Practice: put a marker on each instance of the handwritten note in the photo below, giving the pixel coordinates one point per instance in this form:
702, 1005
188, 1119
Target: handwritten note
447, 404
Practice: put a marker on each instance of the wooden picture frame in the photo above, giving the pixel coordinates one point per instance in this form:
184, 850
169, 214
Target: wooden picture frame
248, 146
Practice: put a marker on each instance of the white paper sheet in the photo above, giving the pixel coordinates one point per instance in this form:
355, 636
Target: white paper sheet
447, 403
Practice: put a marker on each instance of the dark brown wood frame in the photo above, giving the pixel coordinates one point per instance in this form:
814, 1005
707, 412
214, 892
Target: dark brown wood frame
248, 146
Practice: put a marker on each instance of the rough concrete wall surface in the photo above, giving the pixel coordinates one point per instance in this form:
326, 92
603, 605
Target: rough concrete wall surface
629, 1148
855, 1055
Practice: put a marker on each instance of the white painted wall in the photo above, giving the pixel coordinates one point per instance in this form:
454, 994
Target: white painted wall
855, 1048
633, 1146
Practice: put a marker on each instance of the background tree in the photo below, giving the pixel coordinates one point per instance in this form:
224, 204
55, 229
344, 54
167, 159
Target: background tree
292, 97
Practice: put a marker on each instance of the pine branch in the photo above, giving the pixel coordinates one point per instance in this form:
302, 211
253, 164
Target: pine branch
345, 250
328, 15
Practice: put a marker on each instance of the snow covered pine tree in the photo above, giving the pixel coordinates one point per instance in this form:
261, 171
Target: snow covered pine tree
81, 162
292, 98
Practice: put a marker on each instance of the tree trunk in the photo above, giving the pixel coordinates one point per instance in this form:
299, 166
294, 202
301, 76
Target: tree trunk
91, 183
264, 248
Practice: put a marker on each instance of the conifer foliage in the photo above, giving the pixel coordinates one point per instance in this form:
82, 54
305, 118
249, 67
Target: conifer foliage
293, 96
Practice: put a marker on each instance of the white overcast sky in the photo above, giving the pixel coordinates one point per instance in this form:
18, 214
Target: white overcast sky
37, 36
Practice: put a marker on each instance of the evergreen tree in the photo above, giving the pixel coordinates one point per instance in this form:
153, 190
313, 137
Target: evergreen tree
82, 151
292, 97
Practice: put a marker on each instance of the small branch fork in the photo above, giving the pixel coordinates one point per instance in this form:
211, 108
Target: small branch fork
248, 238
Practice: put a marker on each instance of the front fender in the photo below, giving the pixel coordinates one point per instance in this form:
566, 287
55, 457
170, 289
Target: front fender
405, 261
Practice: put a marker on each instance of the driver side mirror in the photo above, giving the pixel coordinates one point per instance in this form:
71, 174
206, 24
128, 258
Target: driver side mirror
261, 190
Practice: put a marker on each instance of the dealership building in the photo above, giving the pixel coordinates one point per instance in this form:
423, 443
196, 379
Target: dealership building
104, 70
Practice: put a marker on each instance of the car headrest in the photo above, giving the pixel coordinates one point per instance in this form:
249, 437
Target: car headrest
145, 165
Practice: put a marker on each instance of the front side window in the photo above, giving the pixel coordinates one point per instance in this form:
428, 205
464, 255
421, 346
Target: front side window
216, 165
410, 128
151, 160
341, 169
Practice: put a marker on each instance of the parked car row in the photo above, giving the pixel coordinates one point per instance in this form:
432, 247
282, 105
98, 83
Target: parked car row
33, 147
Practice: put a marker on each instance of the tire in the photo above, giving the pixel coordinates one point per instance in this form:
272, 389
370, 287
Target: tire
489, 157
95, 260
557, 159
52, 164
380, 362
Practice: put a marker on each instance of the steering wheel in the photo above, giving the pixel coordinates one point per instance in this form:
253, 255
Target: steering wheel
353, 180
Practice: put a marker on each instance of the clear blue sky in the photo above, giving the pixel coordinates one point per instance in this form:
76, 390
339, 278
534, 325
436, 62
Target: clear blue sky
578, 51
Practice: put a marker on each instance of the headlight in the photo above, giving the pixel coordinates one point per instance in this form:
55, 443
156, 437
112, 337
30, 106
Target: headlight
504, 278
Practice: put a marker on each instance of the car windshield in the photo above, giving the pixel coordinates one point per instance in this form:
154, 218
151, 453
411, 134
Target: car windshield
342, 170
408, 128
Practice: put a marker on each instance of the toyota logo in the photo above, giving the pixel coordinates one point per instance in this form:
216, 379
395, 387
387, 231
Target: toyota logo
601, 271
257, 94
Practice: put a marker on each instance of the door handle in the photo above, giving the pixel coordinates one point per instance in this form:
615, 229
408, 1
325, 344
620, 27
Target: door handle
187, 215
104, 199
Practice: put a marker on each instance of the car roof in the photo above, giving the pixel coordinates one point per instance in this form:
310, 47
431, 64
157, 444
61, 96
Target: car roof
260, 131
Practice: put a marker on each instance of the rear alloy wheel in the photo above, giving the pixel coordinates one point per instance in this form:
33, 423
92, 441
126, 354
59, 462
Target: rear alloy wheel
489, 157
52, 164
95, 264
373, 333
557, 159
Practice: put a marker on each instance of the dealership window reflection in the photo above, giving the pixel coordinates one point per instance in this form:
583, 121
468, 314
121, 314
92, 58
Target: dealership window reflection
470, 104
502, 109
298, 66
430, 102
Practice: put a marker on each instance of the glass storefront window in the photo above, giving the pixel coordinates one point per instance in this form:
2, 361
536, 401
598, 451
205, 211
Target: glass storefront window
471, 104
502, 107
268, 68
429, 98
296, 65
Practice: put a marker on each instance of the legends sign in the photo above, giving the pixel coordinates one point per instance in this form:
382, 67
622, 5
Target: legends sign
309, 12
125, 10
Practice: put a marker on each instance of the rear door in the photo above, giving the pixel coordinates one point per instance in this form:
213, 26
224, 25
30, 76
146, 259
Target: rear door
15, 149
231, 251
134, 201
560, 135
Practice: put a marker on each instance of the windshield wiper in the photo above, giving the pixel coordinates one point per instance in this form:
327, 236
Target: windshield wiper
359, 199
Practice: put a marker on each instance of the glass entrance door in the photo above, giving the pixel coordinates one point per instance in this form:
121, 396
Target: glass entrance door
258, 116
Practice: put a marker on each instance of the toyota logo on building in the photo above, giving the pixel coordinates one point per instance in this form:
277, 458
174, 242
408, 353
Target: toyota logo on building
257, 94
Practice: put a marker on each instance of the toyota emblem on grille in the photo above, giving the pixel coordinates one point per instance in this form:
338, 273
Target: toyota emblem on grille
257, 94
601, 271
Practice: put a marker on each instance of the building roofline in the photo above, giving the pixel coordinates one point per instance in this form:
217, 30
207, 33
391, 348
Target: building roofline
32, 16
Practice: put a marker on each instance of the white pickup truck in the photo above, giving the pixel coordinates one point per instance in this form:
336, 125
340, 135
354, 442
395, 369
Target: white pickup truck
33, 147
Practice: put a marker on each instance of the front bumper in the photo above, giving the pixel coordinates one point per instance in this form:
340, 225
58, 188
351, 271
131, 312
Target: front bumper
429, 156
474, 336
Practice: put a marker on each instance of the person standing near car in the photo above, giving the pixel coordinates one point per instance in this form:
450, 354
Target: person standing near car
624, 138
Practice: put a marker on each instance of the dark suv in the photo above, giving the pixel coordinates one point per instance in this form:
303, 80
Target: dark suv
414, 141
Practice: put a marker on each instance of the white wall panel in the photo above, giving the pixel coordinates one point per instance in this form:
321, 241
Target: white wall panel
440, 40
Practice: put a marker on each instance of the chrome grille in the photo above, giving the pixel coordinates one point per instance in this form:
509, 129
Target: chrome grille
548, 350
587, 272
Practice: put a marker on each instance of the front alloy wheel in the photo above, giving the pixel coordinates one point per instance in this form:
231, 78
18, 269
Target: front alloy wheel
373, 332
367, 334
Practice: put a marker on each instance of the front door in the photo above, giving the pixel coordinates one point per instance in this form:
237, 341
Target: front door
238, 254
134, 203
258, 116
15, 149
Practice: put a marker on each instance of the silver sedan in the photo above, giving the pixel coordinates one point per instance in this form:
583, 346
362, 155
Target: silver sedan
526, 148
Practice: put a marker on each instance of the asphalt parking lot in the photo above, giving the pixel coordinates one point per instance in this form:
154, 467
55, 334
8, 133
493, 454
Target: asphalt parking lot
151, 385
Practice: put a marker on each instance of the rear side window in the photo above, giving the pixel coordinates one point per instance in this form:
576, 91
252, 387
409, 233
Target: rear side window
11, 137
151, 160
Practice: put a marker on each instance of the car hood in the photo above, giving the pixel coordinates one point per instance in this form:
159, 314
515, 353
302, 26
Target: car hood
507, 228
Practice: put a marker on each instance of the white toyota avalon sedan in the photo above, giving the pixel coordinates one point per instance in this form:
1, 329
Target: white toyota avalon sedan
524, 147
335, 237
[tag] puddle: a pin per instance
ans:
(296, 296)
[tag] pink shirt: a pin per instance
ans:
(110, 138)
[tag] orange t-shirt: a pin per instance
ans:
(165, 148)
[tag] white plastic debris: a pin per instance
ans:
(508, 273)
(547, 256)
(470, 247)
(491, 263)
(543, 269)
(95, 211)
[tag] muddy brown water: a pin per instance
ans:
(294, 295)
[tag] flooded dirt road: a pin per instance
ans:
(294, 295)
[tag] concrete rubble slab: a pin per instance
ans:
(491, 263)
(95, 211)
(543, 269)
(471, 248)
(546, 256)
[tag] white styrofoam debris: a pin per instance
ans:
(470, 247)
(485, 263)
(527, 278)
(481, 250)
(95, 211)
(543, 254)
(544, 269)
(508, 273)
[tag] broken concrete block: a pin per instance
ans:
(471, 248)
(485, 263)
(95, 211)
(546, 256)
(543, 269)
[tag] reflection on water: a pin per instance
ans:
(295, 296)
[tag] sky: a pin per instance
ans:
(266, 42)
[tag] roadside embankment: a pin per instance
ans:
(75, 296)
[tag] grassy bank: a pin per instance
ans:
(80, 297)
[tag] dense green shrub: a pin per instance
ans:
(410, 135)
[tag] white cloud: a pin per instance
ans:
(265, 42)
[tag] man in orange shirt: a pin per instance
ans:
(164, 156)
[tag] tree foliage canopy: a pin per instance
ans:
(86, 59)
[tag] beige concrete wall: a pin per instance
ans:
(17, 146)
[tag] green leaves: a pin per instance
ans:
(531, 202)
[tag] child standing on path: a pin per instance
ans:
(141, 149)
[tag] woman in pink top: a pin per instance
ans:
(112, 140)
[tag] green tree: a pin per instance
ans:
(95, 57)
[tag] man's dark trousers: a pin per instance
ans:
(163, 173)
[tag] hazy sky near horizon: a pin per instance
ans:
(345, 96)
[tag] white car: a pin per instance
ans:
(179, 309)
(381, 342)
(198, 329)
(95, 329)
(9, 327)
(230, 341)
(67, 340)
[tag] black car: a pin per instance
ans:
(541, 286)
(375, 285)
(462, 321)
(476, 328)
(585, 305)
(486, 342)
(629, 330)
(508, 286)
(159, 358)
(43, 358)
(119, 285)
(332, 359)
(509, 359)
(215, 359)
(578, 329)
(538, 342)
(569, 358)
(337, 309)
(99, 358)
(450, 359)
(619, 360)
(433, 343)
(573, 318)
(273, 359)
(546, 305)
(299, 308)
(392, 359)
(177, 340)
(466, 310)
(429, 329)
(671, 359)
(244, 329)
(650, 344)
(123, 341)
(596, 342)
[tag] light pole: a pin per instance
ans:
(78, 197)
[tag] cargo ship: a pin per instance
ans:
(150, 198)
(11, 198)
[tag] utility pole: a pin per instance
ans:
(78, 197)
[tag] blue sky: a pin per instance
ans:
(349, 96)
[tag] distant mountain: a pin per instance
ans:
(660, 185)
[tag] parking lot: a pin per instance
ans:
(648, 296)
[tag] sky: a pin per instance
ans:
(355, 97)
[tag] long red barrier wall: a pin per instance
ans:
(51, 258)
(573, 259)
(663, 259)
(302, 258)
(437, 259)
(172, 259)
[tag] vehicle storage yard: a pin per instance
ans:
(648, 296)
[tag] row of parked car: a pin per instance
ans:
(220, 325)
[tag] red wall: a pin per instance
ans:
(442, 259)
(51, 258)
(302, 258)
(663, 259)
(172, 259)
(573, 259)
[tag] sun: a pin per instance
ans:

» **TASK OBJECTIVE**
Copy out, from the listing above, every line that contains the word "shirt".

» **OUTPUT OF THE EXERCISE**
[tag] pink shirt: a pin per instance
[tag] orange t-shirt: a pin per instance
[tag] man in orange shirt: a pin per instance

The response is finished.